## WHAT IS NEEDED:
Within the entries below, find the portion that opens with the line containing "Category: blue sky" and closes with the line containing "589, row 309.". Retype that portion exactly and only.

++++ RECORDS ++++

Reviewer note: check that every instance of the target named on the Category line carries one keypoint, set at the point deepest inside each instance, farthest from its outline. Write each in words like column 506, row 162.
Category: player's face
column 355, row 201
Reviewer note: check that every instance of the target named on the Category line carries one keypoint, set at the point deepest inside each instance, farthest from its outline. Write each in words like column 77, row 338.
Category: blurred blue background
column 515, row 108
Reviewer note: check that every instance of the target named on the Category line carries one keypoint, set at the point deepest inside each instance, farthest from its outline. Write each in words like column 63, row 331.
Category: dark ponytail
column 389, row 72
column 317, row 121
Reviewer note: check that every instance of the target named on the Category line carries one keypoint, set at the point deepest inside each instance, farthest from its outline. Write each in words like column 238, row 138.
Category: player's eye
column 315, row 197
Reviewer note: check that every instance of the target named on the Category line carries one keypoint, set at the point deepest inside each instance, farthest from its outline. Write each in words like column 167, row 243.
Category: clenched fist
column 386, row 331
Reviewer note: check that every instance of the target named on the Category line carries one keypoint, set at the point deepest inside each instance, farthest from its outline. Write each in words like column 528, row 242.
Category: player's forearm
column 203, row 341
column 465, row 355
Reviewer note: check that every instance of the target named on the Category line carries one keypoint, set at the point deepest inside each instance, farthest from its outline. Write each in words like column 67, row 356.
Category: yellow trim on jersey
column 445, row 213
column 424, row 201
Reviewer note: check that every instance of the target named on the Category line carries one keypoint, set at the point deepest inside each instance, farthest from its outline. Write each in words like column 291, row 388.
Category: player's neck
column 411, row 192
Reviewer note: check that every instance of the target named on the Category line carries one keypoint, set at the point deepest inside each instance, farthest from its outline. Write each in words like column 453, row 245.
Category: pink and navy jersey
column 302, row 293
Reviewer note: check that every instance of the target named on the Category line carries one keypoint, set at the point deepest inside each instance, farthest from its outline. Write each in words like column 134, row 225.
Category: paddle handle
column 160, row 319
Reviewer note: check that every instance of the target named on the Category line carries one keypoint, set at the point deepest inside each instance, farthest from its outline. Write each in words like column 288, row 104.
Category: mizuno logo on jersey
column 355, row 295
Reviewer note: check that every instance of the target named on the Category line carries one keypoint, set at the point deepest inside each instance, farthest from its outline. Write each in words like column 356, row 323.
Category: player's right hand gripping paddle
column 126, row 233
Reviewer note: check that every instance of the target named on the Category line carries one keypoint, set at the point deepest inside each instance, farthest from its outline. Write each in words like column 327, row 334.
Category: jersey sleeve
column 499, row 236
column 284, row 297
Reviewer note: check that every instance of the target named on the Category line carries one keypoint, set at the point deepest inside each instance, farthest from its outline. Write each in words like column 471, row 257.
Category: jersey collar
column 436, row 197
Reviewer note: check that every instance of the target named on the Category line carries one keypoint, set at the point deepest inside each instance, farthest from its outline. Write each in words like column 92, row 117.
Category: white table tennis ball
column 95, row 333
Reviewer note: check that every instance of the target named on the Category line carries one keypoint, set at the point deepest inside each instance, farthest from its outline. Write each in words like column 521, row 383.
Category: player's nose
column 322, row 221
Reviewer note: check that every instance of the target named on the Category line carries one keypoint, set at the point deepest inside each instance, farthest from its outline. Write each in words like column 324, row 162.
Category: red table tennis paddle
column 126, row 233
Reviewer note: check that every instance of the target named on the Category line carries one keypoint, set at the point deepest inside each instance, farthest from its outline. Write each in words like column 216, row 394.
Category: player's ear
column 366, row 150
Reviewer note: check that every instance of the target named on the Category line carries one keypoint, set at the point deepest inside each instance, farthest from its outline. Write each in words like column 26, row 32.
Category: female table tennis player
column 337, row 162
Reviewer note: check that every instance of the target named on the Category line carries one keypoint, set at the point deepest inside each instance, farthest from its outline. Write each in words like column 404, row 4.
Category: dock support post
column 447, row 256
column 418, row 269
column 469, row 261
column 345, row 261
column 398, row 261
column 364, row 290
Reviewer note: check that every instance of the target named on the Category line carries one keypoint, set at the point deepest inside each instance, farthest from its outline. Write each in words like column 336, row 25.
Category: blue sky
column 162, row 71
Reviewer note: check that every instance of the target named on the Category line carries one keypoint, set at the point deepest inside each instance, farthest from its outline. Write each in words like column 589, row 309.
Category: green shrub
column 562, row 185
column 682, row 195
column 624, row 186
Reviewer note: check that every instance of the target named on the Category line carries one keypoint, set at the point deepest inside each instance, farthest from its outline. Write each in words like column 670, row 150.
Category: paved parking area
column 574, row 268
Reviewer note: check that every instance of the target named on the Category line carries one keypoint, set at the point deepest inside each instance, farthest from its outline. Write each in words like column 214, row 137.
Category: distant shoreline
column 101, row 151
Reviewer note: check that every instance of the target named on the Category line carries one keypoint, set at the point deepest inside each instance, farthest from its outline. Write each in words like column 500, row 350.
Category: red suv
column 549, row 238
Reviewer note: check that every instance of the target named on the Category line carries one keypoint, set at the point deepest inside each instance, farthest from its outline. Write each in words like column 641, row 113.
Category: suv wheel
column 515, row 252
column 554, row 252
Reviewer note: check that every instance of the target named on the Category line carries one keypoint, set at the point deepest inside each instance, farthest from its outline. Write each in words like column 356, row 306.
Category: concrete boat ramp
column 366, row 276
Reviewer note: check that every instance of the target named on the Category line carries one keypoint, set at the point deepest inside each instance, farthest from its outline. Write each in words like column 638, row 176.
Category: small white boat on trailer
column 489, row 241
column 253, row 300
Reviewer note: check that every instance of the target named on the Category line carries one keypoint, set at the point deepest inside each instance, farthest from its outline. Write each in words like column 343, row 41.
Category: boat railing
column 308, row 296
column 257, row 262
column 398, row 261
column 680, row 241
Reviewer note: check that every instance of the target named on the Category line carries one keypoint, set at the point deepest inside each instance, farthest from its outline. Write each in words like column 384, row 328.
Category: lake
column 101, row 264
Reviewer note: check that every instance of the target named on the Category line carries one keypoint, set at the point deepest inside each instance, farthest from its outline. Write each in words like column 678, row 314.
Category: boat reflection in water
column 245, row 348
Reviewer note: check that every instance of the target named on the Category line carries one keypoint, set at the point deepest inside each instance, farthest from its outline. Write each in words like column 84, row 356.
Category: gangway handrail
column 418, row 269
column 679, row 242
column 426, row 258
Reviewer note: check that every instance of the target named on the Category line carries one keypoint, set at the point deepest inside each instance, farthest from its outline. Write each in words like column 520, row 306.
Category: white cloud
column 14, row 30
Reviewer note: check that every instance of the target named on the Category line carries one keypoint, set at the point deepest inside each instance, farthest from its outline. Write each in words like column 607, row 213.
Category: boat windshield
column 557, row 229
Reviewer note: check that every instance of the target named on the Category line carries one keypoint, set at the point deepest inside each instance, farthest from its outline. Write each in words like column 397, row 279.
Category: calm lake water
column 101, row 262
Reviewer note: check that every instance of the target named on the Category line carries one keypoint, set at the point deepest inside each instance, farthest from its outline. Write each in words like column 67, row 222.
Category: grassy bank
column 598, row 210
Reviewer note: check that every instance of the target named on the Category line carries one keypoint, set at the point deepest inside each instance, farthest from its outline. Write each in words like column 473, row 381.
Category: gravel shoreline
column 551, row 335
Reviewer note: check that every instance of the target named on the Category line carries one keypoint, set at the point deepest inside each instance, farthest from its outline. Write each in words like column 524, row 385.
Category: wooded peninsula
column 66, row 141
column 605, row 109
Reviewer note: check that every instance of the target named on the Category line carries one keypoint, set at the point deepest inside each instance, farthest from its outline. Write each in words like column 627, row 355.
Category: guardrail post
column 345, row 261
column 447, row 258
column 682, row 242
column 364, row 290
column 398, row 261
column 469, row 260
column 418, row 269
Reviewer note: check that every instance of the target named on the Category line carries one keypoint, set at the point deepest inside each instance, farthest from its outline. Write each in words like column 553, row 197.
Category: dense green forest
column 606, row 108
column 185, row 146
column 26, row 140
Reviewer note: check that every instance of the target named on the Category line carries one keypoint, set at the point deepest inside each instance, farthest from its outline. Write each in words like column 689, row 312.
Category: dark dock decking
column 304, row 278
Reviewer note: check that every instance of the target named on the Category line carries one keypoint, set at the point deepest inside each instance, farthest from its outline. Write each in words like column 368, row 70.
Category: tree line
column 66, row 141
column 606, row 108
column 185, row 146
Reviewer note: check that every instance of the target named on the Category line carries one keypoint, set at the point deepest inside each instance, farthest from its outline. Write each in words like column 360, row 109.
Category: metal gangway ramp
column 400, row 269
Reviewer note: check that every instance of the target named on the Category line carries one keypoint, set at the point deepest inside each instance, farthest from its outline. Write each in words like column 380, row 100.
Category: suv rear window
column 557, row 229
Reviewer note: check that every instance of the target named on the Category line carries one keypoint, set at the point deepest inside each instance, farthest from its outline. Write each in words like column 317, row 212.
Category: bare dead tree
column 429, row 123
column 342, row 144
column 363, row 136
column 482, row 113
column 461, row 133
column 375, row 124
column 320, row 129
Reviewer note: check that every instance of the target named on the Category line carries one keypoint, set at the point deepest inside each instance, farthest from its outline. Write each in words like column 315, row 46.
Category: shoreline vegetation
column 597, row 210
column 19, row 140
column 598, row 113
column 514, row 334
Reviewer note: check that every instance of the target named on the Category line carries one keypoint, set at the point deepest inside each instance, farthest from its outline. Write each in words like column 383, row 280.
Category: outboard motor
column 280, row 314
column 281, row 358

++++

## EXERCISE SOLUTION:
Category: blue sky
column 162, row 71
Reviewer note: check that every instance of the target named on the Category line carries one keypoint, set at the point deepest inside each instance, farthest from its outline. Write each in words like column 589, row 309.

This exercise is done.